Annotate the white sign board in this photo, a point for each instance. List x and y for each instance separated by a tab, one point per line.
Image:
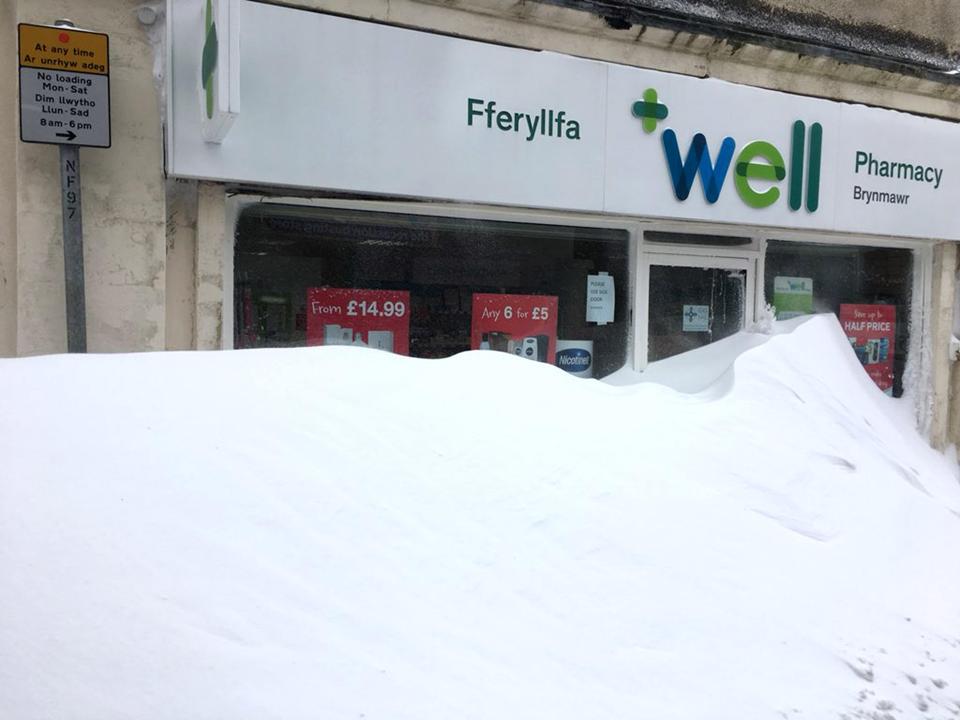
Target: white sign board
696	318
600	298
334	103
64	86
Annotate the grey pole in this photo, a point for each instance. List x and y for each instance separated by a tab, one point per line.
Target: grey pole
73	248
72	241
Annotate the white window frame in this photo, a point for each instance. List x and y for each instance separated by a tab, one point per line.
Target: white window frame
639	252
677	259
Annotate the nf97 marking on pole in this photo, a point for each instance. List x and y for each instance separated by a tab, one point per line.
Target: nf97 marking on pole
64	86
65	101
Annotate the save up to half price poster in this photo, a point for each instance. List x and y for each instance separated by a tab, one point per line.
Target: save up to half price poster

● ● ● ●

Problem to work on:
The result should be an exact repetition of all the records. Drop the pictures.

Result of the exercise:
Annotate the white sign board in this photo, a point for each instance. List x and y for each instance separated by a tab, one point per line.
Image:
Target: white sign board
696	318
600	298
334	103
64	86
Annotate the grey pole in this photo, a point for each instance. List x and y for each instance separated by a tab, one point per line.
Target: grey pole
73	248
72	241
Annotate the white window frame in this photo, a point for each instance. List x and y for each instance separated by a tab, one point per line.
Target: white window frame
639	252
677	259
Annotate the nf97 marking on pole in this photo, a point for each instance. List x and y for each instance separated by a tab, one point per line.
Target: nf97 marking on pole
64	86
65	101
Annotate the save up to half price poster in this photo, a point for each instance. List x and y for each instance separated by a tab, one point per line.
Target: save up to half price poster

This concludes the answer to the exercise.